» **Exercise objective**
Images in the records should be skipped while the rest is transcribed verbatim.
--- --- ---
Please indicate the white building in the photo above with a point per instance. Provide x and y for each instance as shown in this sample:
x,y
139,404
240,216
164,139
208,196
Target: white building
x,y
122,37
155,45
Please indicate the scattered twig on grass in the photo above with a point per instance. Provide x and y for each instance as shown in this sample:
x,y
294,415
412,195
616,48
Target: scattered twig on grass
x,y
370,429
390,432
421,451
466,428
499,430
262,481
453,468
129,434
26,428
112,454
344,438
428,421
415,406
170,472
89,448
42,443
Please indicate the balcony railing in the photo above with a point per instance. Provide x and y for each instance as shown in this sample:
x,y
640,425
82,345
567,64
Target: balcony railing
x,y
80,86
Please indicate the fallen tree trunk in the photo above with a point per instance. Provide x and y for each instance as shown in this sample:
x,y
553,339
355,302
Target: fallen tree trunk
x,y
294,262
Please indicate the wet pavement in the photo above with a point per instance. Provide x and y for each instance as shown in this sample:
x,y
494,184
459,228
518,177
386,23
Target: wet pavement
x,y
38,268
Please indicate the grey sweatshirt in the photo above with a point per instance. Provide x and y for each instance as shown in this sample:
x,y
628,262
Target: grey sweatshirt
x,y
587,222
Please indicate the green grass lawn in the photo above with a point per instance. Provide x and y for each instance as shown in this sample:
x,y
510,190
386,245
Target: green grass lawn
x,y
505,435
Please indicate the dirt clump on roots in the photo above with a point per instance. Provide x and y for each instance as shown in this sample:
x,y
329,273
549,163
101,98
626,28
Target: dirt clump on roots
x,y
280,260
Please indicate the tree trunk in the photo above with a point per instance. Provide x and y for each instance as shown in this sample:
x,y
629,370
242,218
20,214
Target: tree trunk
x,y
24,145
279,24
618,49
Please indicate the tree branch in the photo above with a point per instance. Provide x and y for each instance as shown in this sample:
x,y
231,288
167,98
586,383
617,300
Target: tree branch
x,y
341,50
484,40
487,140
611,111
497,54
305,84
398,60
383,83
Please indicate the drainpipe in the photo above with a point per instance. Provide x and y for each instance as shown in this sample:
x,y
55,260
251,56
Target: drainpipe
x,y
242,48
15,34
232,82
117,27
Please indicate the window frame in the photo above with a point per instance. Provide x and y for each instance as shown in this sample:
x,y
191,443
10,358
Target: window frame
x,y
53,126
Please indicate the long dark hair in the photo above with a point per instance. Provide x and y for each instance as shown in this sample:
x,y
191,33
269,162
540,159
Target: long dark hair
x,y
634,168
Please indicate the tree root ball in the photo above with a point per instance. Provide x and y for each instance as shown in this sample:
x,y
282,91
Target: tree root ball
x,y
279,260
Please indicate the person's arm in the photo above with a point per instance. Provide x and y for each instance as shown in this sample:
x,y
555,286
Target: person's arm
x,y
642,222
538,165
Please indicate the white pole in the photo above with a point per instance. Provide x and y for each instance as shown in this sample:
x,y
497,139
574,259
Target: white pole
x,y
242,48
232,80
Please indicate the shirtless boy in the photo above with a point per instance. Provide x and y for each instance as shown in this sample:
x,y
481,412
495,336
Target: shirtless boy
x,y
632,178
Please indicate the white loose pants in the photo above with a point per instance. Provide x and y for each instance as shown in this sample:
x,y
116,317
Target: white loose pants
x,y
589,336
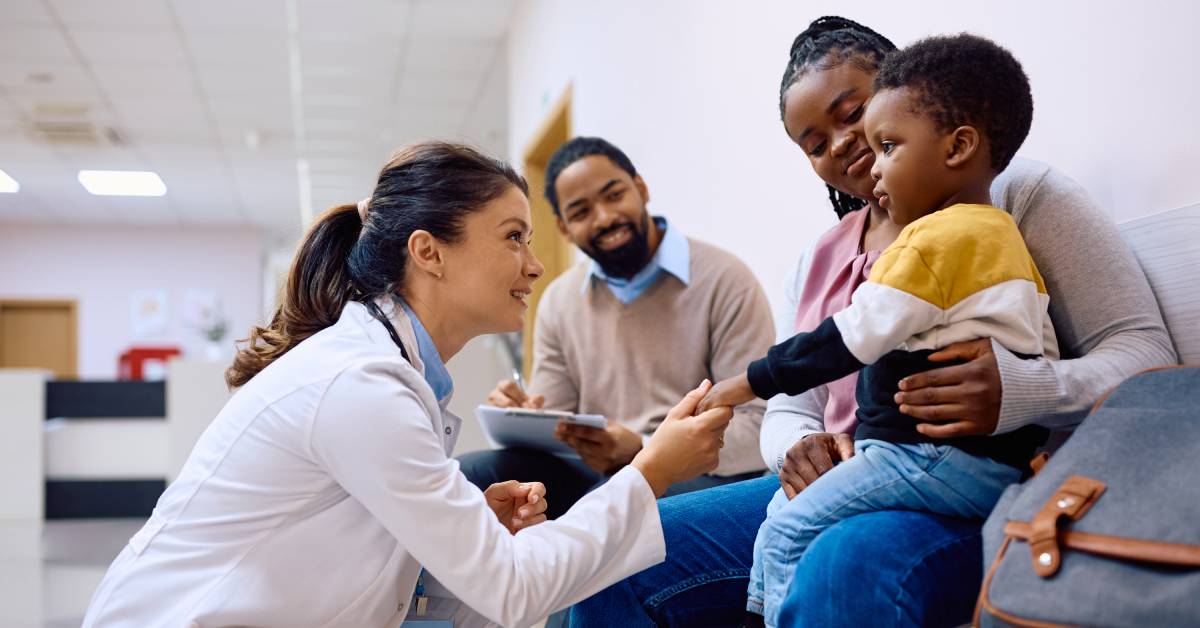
--- --- ---
» **Result below**
Please indicate the white building in the photo above with a point per instance. Provide x and y for each instance as shown in this sample:
x,y
139,404
240,216
164,139
208,196
Target: white building
x,y
122,37
155,45
Please indicate the scattered twig on grass in the photo above with a point per instance. Provide x and y for each instance as shown in this sample:
x,y
294,415
412,195
616,48
Target: scattered twig on grass
x,y
370,429
390,432
421,451
466,428
499,430
262,481
453,468
129,434
26,428
112,454
344,438
428,421
415,406
170,472
89,448
42,443
Please indicate the balcony railing in the photo above with a point per instance. Provide x and y for each instance as shown in this sample:
x,y
640,425
82,345
567,64
Target: balcony railing
x,y
80,86
Please indicate the fallen tree trunk in the photo above with a point per instance. Provide x and y for each instance as shown in this sample:
x,y
553,339
355,302
Target: fallen tree trunk
x,y
294,262
Please indicate the wet pavement in the photo above with a point per instance. Provide x and y for each instance as shown in this sample:
x,y
494,184
459,228
518,177
386,23
Target: wet pavement
x,y
38,268
Please indicate the grey sweatshirt in the photo above with a point per instance. Provide x and y for each instance as shown in this sample:
x,y
628,262
Target: grey sweatshirt
x,y
587,222
Please indicate the green grass lawn in the photo above with a point per instance. Provide x and y for each instance as shown in this sample:
x,y
510,190
386,245
Target: green grass lawn
x,y
505,435
Please indicate the dirt clump on roots in the photo above with a point per instance. Provide x and y for each instance as shown in this sample:
x,y
329,273
549,163
101,98
626,28
Target: dirt clump on roots
x,y
280,260
Please indicate the tree trunk in the photo above with a point per instance. Provide x and y for each instance as shown in this sample:
x,y
629,370
242,218
20,214
Target: tree trunk
x,y
24,145
279,24
618,49
Please indicate the tree branch in the photo above with a point per instance. Provide x and y for each instance as shown in this sample:
x,y
231,288
167,98
586,383
617,300
Target: tree branch
x,y
341,50
484,40
487,140
611,111
497,54
305,84
398,60
383,83
Please indicate the drainpipe in the photo above with a point per instance. Provide x and y for each instance as shown in this sample:
x,y
55,260
251,56
Target: drainpipe
x,y
242,48
15,34
232,82
117,27
Please indicate the window frame in the photo above with a point per instance. Provide x and y for each instance as shown in this sample:
x,y
191,443
10,358
Target: window frame
x,y
53,126
Please indicate the long dark hair in the photo above with a point per instance. Provide x and y for each instance as shown in this sample:
x,y
191,33
269,162
540,159
Target: long dark hair
x,y
634,168
Please indicate the tree root ball in the photo above with a point per instance. Provide x and y for each instance as shown in this sample:
x,y
282,91
Target: tree root ball
x,y
279,260
Please indicate the person's arm in the photo above with a point per instance. Provide x and y for each instance as shown in this sample:
x,y
555,286
Target: person's arm
x,y
642,222
538,165
Please indicate the white pole in the photo above with a point per instance. Provide x and y for each instance as shown in this sample:
x,y
497,139
574,259
Target: white pole
x,y
242,48
232,80
Please indicate the shirtless boy in the photo above with a point per instance. Provide x and y for each instance as shown in this sample:
x,y
481,412
495,336
Target: shirtless boy
x,y
632,178
Please indicate the white loose pants in the photo above with a point per instance. Provide x and y for each instance as shown in this sample:
x,y
116,317
Target: white loose pants
x,y
589,336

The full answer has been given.